Collected data:

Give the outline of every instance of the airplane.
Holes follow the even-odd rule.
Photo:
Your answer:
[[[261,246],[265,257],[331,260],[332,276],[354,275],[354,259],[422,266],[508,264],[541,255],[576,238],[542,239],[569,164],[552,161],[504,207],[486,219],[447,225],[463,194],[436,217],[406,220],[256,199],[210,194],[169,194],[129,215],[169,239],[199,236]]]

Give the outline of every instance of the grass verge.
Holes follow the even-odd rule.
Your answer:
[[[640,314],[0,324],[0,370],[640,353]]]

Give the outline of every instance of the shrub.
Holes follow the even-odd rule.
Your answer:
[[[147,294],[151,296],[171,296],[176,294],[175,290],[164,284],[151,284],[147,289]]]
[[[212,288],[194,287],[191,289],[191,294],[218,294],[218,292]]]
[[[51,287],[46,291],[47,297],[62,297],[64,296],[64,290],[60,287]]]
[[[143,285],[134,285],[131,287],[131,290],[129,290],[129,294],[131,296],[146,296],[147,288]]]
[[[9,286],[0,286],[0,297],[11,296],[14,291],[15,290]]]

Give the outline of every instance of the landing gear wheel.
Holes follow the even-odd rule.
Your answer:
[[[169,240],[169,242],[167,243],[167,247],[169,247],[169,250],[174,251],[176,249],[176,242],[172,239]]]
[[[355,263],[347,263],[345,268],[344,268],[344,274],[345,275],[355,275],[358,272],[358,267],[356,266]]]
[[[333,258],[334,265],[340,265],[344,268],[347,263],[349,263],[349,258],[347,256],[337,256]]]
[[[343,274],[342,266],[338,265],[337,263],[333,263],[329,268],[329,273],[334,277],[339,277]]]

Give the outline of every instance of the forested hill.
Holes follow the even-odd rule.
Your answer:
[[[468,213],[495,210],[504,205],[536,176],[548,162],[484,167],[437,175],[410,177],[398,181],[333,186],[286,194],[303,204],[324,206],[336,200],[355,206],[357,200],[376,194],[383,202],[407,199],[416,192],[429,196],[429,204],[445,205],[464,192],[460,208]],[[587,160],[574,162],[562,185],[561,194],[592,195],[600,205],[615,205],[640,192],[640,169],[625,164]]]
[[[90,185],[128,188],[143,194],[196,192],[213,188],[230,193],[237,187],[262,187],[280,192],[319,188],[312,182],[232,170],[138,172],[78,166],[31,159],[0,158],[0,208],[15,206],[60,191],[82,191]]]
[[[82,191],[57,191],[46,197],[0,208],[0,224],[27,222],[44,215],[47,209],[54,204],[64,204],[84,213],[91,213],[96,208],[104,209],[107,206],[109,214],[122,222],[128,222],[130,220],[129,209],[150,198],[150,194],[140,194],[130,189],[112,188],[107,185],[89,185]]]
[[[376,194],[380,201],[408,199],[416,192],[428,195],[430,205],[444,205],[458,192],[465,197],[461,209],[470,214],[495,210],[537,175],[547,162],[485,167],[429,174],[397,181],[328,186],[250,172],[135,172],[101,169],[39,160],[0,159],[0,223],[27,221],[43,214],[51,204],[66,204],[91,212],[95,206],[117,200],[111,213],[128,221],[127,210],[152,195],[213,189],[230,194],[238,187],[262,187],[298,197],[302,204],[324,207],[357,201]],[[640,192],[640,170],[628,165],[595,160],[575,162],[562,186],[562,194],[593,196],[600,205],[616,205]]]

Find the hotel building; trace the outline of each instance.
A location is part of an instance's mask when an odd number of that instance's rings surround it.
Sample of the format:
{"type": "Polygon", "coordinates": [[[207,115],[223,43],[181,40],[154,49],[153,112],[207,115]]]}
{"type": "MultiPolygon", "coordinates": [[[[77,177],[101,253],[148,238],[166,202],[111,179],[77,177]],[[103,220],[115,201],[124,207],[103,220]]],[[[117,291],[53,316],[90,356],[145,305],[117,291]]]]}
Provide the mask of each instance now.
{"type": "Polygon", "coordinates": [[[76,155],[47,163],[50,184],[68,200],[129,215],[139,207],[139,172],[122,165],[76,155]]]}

__EXERCISE AIM__: All of the records need to be returned exactly as they are.

__REPLY TO THE EXERCISE__:
Give the outline of every instance of the airplane.
Holes follow the even-odd rule.
Photo:
Your answer:
[[[261,246],[265,257],[331,260],[332,276],[354,275],[354,259],[422,266],[508,264],[541,255],[576,238],[542,239],[569,164],[552,161],[504,207],[486,219],[447,225],[463,194],[436,217],[406,220],[256,199],[210,194],[169,194],[129,215],[169,239],[199,236]]]

Give the outline of every instance of the grass verge.
Holes follow the even-odd rule.
Your answer:
[[[640,314],[0,324],[0,370],[640,353]]]

Give the outline of every instance of the shrub.
Holes follow the even-odd rule.
Your answer:
[[[147,294],[151,296],[171,296],[176,294],[175,290],[164,284],[151,284],[147,289]]]
[[[212,288],[194,287],[191,289],[191,294],[218,294],[218,292]]]
[[[51,287],[46,291],[47,297],[62,297],[64,296],[64,290],[60,287]]]
[[[143,285],[134,285],[131,287],[131,290],[129,290],[129,294],[131,296],[146,296],[147,288]]]
[[[9,286],[0,286],[0,297],[11,296],[14,291],[15,290]]]

Give the outline of every instance of the landing gear wheel.
Holes follow the even-odd rule.
Your answer:
[[[169,240],[169,242],[167,243],[167,247],[169,247],[169,250],[174,251],[176,249],[176,242],[172,239]]]
[[[355,263],[347,263],[345,268],[344,268],[344,274],[345,275],[355,275],[358,272],[358,267],[356,266]]]
[[[333,258],[334,265],[340,265],[344,268],[347,263],[349,263],[349,258],[347,256],[337,256]]]
[[[343,274],[342,266],[338,265],[337,263],[333,263],[329,268],[329,273],[334,277],[339,277]]]

Give the outline of every instance of the forested hill.
Holes follow the even-odd rule.
Your answer:
[[[468,213],[495,210],[504,205],[536,176],[548,162],[484,167],[437,175],[410,177],[398,181],[333,186],[286,194],[303,204],[324,206],[336,200],[355,206],[357,200],[376,194],[383,202],[407,199],[416,192],[429,196],[429,204],[445,205],[464,192],[460,208]],[[587,160],[574,162],[562,185],[561,194],[592,195],[600,205],[615,205],[640,192],[640,169],[625,164]]]
[[[90,185],[128,188],[143,194],[196,192],[213,188],[230,193],[237,187],[262,187],[280,192],[319,188],[312,182],[232,170],[138,172],[78,166],[31,159],[0,158],[0,208],[15,206],[60,191],[82,191]]]
[[[82,191],[57,191],[46,197],[0,208],[0,224],[27,222],[44,215],[47,209],[54,204],[64,204],[84,213],[91,213],[96,208],[104,209],[107,206],[109,214],[122,222],[128,222],[130,220],[129,209],[150,198],[150,194],[140,194],[130,189],[112,188],[107,185],[89,185]]]
[[[376,194],[380,201],[408,199],[416,192],[428,195],[430,205],[444,205],[458,192],[465,197],[461,209],[470,214],[495,210],[537,175],[547,162],[485,167],[429,174],[397,181],[328,186],[250,172],[135,172],[101,169],[39,160],[0,159],[0,223],[27,221],[43,214],[51,204],[66,204],[91,212],[95,206],[117,200],[111,213],[128,221],[127,210],[152,195],[213,189],[230,194],[238,187],[262,187],[298,197],[302,204],[324,207],[357,201]],[[640,192],[640,170],[628,165],[595,160],[575,162],[562,186],[562,194],[593,196],[600,205],[616,205]]]

Find the hotel building; trace the outline of each instance.
A location is part of an instance's mask when an odd number of that instance's rings surround it.
Sample of the format:
{"type": "Polygon", "coordinates": [[[207,115],[223,43],[181,40],[154,49],[153,112],[207,115]]]}
{"type": "MultiPolygon", "coordinates": [[[[77,177],[101,253],[148,238],[166,202],[111,179],[77,177]],[[103,220],[115,201],[124,207],[103,220]]],[[[117,291],[53,316],[90,356],[145,305],[117,291]]]]}
Provide the mask of each instance now.
{"type": "Polygon", "coordinates": [[[76,155],[47,163],[50,184],[68,200],[129,215],[139,207],[139,172],[122,165],[76,155]]]}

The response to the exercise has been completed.